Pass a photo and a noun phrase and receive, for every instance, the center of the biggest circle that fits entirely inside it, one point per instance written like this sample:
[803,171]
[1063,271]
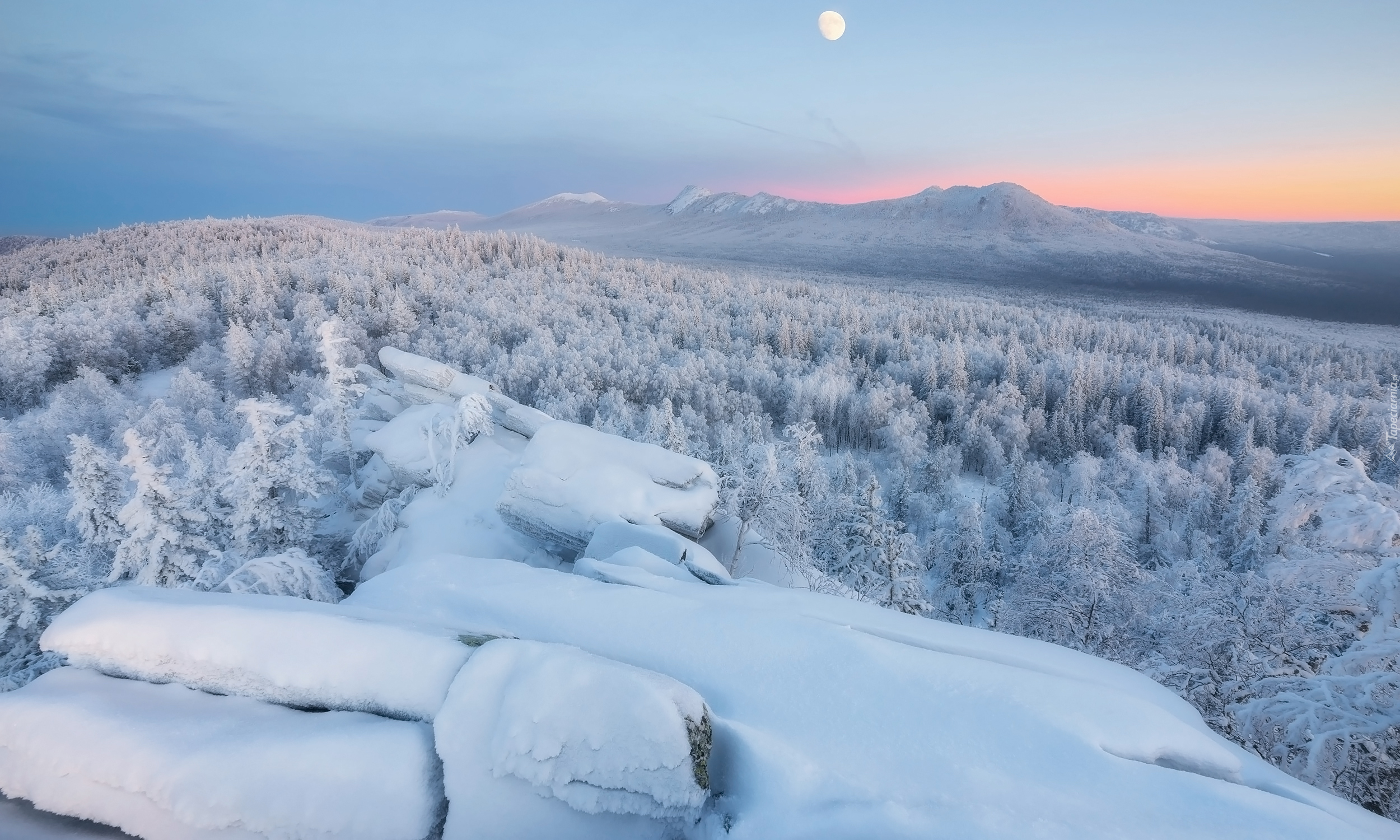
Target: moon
[830,24]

REQUIREMENT> Rewrite the entries above with "noun phrase" changed to "text label" and everything else left as is. Omit the pictures from your version.

ANSWER TO THIS PROBLEM>
Pass a photo and a text label and receive, for every instance, the center of the biggest circle that fits entirely inside it, one point per instance written like this sample:
[803,171]
[1063,271]
Target: moon
[830,24]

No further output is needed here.